-- Given information start --

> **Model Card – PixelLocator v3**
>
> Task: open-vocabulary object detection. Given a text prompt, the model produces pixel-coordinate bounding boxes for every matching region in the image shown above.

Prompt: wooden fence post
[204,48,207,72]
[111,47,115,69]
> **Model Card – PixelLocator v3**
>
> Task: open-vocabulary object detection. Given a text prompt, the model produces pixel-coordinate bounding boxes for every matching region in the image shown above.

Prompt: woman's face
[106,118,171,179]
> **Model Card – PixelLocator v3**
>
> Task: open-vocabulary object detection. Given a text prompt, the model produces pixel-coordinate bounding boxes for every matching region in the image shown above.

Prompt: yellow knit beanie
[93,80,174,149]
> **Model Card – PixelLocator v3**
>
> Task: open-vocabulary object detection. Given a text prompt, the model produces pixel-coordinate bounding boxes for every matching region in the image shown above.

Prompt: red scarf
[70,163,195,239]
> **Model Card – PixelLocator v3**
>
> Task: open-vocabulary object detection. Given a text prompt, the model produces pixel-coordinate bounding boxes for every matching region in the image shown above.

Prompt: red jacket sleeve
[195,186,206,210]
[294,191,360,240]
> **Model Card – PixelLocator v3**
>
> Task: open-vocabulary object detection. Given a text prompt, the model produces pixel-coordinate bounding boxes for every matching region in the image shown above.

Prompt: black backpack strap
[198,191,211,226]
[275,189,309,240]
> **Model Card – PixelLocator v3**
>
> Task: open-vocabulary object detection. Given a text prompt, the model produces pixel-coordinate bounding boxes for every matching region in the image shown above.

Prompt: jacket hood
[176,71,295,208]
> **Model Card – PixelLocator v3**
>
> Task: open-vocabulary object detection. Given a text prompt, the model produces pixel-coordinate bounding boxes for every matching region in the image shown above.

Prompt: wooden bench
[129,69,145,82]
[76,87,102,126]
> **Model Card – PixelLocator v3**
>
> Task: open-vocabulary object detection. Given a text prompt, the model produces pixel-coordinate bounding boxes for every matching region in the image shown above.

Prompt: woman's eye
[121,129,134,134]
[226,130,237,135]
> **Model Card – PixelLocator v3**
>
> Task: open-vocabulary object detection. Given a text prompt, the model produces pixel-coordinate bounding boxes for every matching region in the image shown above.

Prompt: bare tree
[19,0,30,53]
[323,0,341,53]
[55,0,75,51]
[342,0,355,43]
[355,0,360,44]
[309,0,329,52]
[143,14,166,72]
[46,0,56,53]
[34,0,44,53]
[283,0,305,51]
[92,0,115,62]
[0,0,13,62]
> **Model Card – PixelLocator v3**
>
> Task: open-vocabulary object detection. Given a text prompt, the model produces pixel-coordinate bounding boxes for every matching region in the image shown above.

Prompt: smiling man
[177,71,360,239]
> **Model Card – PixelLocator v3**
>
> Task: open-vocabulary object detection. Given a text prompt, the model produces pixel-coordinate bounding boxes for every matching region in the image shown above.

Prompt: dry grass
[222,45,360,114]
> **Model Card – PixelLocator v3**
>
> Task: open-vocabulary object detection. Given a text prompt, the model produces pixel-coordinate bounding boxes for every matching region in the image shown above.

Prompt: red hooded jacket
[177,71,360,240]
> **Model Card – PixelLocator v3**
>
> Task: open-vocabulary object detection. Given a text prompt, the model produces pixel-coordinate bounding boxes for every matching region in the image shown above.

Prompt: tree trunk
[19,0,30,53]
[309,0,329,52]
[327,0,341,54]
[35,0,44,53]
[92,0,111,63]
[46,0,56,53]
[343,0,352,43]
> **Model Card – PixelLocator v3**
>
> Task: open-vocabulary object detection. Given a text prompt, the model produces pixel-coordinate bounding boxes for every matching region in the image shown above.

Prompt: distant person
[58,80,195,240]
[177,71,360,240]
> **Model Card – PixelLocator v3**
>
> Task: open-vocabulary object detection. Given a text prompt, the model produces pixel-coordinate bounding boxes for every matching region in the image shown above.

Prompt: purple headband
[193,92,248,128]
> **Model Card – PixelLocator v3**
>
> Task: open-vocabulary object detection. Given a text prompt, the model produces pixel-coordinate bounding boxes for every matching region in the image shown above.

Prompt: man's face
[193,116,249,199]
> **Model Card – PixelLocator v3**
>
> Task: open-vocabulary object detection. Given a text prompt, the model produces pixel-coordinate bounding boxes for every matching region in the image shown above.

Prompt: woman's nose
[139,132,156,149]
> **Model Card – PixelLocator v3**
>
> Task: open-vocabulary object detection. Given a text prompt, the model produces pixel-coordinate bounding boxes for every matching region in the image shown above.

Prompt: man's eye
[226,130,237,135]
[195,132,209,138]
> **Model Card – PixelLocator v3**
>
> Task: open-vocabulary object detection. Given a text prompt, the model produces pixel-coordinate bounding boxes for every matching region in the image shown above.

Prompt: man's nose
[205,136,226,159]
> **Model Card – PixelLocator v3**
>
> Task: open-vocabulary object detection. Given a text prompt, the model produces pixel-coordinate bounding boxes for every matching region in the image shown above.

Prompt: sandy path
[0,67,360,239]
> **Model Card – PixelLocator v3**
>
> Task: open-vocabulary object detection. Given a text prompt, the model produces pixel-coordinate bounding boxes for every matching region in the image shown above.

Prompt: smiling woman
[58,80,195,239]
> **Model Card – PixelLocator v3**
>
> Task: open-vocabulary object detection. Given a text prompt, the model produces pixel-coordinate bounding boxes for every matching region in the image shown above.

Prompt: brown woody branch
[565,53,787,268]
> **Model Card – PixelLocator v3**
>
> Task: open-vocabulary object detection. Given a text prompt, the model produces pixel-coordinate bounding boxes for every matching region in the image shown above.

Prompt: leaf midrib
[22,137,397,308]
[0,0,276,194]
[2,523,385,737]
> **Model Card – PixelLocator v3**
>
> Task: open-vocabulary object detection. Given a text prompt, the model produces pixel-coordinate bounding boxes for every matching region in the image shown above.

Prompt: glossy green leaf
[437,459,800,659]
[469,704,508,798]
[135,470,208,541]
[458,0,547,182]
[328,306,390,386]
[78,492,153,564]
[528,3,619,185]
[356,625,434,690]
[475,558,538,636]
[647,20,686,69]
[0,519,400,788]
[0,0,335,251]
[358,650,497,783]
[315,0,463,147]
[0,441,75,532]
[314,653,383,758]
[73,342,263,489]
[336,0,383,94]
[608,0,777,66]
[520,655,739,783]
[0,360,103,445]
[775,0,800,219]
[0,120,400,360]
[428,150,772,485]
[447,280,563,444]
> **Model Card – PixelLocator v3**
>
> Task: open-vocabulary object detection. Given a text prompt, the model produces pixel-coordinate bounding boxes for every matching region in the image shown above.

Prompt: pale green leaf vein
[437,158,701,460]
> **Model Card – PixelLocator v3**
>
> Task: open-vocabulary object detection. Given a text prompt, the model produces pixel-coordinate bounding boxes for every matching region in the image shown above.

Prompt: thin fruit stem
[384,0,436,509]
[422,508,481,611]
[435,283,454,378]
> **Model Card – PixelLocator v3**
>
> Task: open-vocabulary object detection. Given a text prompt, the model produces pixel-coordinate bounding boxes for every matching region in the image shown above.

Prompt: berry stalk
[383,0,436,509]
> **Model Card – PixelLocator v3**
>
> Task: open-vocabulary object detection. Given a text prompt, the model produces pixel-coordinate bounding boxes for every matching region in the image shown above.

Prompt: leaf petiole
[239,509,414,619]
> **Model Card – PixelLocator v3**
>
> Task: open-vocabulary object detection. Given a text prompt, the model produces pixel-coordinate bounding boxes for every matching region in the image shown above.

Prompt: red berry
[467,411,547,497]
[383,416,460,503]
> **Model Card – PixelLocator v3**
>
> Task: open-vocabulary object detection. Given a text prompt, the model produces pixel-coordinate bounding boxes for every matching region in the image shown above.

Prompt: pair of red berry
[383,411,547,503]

-- Given information end --

__Directive__
Extract all of the data above without altering anything.

__Answer to this task__
> **Model Card – PixelLocator v3**
>
> Task: open-vocabulary object detection. Given a text prompt, the model produces pixel-coordinate bounding boxes for every matching region in the image shown above.

Prompt: wooden fence post
[204,48,207,72]
[111,47,115,69]
> **Model Card – PixelLocator v3**
>
> Task: open-vocabulary object detection. Given a text prompt, the model produces pixel-coordinate bounding boxes for every matching region in the image shown above.

Prompt: woman's face
[106,118,171,179]
> **Model Card – PixelLocator v3**
>
> Task: open-vocabulary object detection. Given a text prompt, the model produces pixel-coordinate bounding boxes for every matching region in the image shown above.

Prompt: yellow knit beanie
[93,80,174,149]
> **Model Card – PixelLocator v3**
>
> Task: open-vocabulary object detection. Given a text prompt, the model produces pixel-coordinate bounding boxes for every matching region in the image shown above.

Prompt: red scarf
[70,163,195,239]
> **Model Card – PixelLocator v3**
>
> Task: open-vocabulary object detection. Given a text prompt, the model produces pixel-coordinate bounding boxes for every matching region in the image shown above.

Prompt: red jacket sleeve
[195,186,206,210]
[294,191,360,240]
> **Model Card – PixelLocator v3**
>
> Task: open-vocabulary object detection. Given a text prompt, the model produces pixel-coordinate bounding boxes for every matching region in the image shown above.

Prompt: black backpack strap
[198,191,211,226]
[275,189,309,240]
> **Model Card – PixelLocator v3**
>
> Task: open-vocabulary object detection. Given a text prompt, the model produces pixel-coordinate bounding boxes for every matching region in the image shown above.

Prompt: jacket hood
[176,71,295,208]
> **Model Card – PixelLocator v3**
>
> Task: open-vocabulary object detection. Given a text prompt, the model produces pixel-coordinate bounding boxes for every matching region in the image shown above.

Prompt: wooden bench
[129,69,145,82]
[76,87,102,126]
> **Model Card – PixelLocator v3**
>
> Task: open-vocabulary object detection. Given a text prompt, the model produces pixel-coordinate bounding boxes for every matching region in the image shown above.

Prompt: woman's eye
[121,129,134,134]
[226,130,237,135]
> **Model Card – PixelLocator v3**
>
> Task: open-vocabulary object detection. Given a text prompt, the model produces pixel-coordinate bounding boxes for every matching region in the image shown above.

Prompt: bare tree
[19,0,30,53]
[323,0,341,53]
[55,0,75,51]
[342,0,355,43]
[355,0,360,44]
[309,0,329,52]
[143,14,166,72]
[46,0,56,53]
[34,0,44,53]
[283,0,305,51]
[92,0,115,62]
[0,0,13,62]
> **Model Card – PixelLocator v3**
>
> Task: open-vocabulary object detection. Given a text prompt, the model produces pixel-coordinate bounding boxes for every matching region in the image shown above.

Prompt: smiling man
[177,71,360,239]
> **Model Card – PixelLocator v3**
>
> Task: open-vocabulary object detection. Given a text prompt, the model produces pixel-coordinate bounding boxes for every matching region in the image shown above.

Prompt: dry grass
[222,45,360,114]
> **Model Card – PixelLocator v3**
>
> Task: open-vocabulary object detection. Given a text prompt, the model produces pixel-coordinate bounding boxes for every matching region in the image shown above.

Prompt: red hooded jacket
[177,71,360,240]
> **Model Card – PixelLocator v3**
>
> Task: open-vocabulary object detection. Given a text prompt, the model produces pixel-coordinate bounding boxes for every matching region in the image shown above.

Prompt: tree trunk
[19,0,30,53]
[309,0,329,52]
[327,0,341,54]
[35,0,44,53]
[92,0,111,63]
[46,0,56,53]
[343,0,352,43]
> **Model Card – PixelLocator v3**
>
> Task: open-vocabulary object detection. Given a text prompt, the model produces pixel-coordinate bounding boxes for every matching region in the image shown above.

Prompt: distant person
[58,80,195,240]
[177,71,360,240]
> **Model Card – PixelLocator v3**
>
> Task: open-vocabulary object detection. Given a text prompt, the model produces pixel-coordinate bounding boxes for every matching region in the image shown above.

Prompt: purple headband
[193,92,248,128]
> **Model Card – PixelLocator v3**
>
> Task: open-vocabulary object detection. Given a text prompt, the model produces pixel-coordinate bounding boxes for every matching region in the image shown above.

Prompt: man's face
[193,116,249,199]
> **Model Card – PixelLocator v3**
>
> Task: open-vocabulary object detection. Given a text prompt, the model produces pixel-coordinate bounding boxes for every matching region in the image shown above.

Prompt: woman's nose
[139,132,156,149]
> **Model Card – PixelLocator v3**
>
> Task: open-vocabulary object detection. Given a text prompt, the model produces pixel-coordinate bounding boxes for every matching region in the image shown above.

Prompt: man's eye
[226,130,237,135]
[195,132,209,138]
> **Model Card – PixelLocator v3**
>
> Task: open-vocabulary object detection. Given a text prompt, the model produces pixel-coordinate bounding boxes for every matching region in the image shown above.

Prompt: man's nose
[205,136,226,159]
> **Model Card – PixelLocator v3**
>
> Task: open-vocabulary object detection. Given a text prompt, the model produces pixel-coordinate bounding boxes for every matching region in the image shown above.

Prompt: sandy path
[0,67,360,239]
> **Model Card – PixelLocator v3**
>
> Task: open-vocabulary object detection. Given a text prompt, the model produces pixel-coordinate bounding boxes for every matching region in the image shown above.

Prompt: smiling woman
[58,80,195,239]
> **Model Card – PixelLocator v3**
>
> Task: open-vocabulary object detection. Given a text prompt, the model produces pixel-coordinate bounding boxes for every matching region in the image shown above.

Prompt: brown woody branch
[565,53,787,268]
> **Model Card – PixelLocator v3**
>
> Task: open-vocabulary object detection. Given a text prompt, the model produces pixel-coordinate bounding boxes for every matching region in the image shown above.

Prompt: leaf midrib
[22,137,397,308]
[0,0,276,194]
[2,523,385,737]
> **Model Card – PixelLocator v3**
>
> Task: open-vocabulary object detection. Given a text prompt, the model produces pixel-coordinate bounding boxes for every matching region in the image shown above.

Prompt: glossy green leaf
[437,459,800,659]
[469,704,508,798]
[135,470,208,541]
[458,0,547,182]
[328,306,390,386]
[78,492,153,564]
[528,3,619,185]
[356,625,434,690]
[475,558,538,636]
[647,20,686,69]
[0,519,400,788]
[0,0,335,251]
[358,650,497,783]
[315,0,463,147]
[0,441,75,532]
[314,653,383,758]
[73,342,263,489]
[336,0,383,94]
[608,0,777,66]
[520,655,739,783]
[0,360,103,445]
[775,0,800,219]
[0,120,400,360]
[428,150,772,485]
[447,280,563,444]
> **Model Card – PixelLocator v3**
>
> Task: open-vocabulary object detection. Given a text prompt, the model produces pixel-coordinate bounding boxes for every matching region in the image shown above.

Prompt: pale green leaf vein
[437,158,701,460]
> **Model Card – PixelLocator v3**
>
> Task: open-vocabulary object detection. Given a text prompt, the model produces pixel-coordinate bounding boxes for every matching region in the image shown above.

Prompt: thin fruit stem
[384,0,436,509]
[422,508,481,611]
[435,283,454,378]
> **Model Card – PixelLocator v3**
>
> Task: open-vocabulary object detection. Given a text prompt, the model produces pixel-coordinate bounding boxes for every matching region in the image shown above.

Prompt: berry stalk
[383,0,436,509]
> **Model Card – PixelLocator v3**
>
> Task: open-vocabulary object detection. Given a text prompt, the model produces pixel-coordinate bounding boxes for every matching region in the image shown above.

Prompt: leaf petiole
[239,509,414,619]
> **Model Card – PixelLocator v3**
>
> Task: open-vocabulary object detection. Given a text prompt, the model produces pixel-coordinate bounding boxes for every matching region in the image shown above.

Prompt: red berry
[467,411,547,497]
[383,416,460,503]
> **Model Card – PixelLocator v3**
>
> Task: open-vocabulary object detection. Given a text prompt, the model produces pixel-coordinate bounding boxes for every matching region in the image shown above.

Prompt: pair of red berry
[383,411,547,503]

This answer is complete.